### TRY IT
Please collect every line of the records below that contains the word "come", treating uppercase and lowercase letters as different.

[DATA EXTRACTS Boundary: Start]

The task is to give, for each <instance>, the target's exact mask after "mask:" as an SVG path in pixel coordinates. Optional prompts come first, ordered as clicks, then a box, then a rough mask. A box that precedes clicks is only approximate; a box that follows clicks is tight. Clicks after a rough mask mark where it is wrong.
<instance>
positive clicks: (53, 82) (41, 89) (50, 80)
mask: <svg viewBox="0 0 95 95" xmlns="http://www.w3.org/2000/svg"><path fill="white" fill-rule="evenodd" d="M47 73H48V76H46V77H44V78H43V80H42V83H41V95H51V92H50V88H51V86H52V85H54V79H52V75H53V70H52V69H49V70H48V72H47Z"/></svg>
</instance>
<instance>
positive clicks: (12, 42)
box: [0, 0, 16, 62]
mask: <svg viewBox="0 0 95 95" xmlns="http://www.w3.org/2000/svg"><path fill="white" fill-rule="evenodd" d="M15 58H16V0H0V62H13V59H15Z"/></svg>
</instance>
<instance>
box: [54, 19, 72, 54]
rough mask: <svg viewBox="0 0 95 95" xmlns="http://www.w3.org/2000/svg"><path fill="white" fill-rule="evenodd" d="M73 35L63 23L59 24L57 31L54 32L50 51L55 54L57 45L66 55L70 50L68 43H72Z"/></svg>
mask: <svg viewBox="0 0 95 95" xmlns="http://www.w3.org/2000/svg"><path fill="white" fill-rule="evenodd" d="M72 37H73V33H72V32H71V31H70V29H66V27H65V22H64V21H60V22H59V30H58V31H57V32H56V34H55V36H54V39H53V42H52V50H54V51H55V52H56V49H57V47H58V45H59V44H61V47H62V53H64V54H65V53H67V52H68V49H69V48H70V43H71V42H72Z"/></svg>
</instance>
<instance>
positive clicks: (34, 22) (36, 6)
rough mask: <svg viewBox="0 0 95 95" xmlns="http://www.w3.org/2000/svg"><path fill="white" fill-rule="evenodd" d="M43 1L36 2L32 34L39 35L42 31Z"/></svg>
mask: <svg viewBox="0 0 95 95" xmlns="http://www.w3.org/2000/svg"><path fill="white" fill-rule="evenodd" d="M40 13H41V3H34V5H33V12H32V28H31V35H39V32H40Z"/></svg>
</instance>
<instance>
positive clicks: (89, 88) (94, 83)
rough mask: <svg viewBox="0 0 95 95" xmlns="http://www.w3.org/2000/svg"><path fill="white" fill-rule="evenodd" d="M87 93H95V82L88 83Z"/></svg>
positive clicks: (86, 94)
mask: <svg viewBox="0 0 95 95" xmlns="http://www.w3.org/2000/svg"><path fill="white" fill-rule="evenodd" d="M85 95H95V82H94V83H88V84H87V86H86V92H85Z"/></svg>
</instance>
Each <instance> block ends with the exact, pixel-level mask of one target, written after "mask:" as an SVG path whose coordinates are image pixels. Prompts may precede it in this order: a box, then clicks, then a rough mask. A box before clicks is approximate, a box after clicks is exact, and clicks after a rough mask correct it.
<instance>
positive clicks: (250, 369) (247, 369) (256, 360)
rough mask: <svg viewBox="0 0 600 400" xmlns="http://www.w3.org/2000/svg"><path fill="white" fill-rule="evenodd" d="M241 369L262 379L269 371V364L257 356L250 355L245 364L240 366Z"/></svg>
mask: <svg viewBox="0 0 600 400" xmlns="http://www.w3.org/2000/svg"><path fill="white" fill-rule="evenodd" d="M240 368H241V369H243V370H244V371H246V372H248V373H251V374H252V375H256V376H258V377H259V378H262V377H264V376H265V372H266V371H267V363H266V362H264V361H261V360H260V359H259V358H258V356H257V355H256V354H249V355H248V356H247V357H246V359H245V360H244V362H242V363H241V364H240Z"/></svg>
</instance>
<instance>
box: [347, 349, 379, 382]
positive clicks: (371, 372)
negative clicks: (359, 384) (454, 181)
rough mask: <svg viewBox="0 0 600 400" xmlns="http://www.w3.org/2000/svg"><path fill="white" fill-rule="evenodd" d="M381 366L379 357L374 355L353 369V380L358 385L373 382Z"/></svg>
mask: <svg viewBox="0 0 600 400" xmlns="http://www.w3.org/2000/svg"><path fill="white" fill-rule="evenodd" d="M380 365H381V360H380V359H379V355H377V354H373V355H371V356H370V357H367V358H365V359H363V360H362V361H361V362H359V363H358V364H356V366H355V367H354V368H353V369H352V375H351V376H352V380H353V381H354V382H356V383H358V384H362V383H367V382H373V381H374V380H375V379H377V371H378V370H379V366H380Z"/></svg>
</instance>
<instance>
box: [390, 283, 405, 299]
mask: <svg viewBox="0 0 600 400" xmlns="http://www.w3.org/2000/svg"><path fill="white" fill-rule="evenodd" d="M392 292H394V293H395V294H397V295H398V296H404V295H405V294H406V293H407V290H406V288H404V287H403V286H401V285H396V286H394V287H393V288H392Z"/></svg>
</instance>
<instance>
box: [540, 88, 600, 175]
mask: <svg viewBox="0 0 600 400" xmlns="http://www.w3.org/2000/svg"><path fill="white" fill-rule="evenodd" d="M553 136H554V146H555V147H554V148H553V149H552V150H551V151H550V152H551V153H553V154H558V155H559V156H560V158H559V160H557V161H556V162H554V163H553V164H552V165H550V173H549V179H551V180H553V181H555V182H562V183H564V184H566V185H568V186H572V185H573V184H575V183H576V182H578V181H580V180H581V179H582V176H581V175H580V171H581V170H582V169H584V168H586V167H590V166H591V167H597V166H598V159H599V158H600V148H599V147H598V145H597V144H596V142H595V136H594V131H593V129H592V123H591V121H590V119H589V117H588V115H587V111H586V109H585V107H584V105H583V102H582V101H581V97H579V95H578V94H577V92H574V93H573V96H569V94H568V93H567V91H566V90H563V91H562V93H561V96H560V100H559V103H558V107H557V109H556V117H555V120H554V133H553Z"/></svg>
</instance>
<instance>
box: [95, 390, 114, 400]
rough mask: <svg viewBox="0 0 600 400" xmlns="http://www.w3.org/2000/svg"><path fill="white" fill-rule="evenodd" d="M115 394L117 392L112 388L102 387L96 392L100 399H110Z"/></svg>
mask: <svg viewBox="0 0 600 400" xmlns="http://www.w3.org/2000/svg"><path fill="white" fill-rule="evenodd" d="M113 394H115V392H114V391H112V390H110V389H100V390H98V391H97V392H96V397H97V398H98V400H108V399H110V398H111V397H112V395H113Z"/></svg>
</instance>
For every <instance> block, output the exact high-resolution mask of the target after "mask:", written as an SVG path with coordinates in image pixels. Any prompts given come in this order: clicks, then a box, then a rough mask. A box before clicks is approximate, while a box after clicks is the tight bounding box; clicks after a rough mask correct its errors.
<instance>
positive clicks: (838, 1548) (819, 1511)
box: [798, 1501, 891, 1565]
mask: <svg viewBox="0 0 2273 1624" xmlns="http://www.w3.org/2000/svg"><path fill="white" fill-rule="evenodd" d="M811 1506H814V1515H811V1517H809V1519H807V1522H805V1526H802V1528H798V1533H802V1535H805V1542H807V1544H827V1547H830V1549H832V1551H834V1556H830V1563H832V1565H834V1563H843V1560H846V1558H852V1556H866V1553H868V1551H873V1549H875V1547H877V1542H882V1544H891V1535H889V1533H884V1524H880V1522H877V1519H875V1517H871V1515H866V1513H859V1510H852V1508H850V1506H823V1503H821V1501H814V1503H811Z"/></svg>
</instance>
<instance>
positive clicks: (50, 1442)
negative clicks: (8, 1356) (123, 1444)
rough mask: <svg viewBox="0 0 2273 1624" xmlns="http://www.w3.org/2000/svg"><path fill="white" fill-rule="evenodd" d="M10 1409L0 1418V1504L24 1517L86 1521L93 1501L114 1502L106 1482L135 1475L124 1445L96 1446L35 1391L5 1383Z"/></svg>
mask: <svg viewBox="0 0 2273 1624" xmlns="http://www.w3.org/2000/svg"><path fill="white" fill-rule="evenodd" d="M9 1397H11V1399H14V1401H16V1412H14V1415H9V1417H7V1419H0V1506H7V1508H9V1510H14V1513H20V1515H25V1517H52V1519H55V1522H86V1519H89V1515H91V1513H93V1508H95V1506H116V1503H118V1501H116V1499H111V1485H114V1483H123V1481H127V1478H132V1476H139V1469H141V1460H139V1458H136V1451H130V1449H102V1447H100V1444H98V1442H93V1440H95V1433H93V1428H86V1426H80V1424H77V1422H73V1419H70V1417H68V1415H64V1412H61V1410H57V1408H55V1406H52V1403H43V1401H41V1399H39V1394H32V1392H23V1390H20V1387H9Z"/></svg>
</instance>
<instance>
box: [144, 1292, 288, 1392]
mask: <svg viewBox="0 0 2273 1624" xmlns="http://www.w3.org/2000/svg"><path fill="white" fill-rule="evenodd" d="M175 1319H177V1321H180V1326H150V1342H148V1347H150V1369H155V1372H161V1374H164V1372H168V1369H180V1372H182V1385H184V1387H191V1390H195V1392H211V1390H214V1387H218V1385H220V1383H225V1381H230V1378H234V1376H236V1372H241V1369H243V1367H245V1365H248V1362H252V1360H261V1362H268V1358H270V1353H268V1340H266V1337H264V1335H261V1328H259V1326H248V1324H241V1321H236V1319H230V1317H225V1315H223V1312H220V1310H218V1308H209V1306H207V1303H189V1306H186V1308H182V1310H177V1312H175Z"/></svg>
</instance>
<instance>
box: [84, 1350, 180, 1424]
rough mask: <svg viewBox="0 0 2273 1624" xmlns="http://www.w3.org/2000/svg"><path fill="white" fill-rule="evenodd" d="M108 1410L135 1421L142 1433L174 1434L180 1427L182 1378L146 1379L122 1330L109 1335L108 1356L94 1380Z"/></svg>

[DATA EXTRACTS Boundary: End]

### WRITTEN RESPONSE
The task is to give, for each <instance>, the target's exact mask after "mask:" as an SVG path in pixel coordinates. Optional prompts come first, ordered as clicks, then a box, then a rough mask. A box that precedes clicks is only approximate; a box that follows clicks is tight. Clicks after a rough mask mark where it is wrong.
For every <instance> block, output the exact high-resolution mask of the target after "mask:", written as an SVG path with coordinates in image pixels. Any prompts given come in this order: clicks, then a box, then a rough mask. A box before clicks is approximate, while a box after clicks is the tight bounding box; clicks after a rough mask correct its errors.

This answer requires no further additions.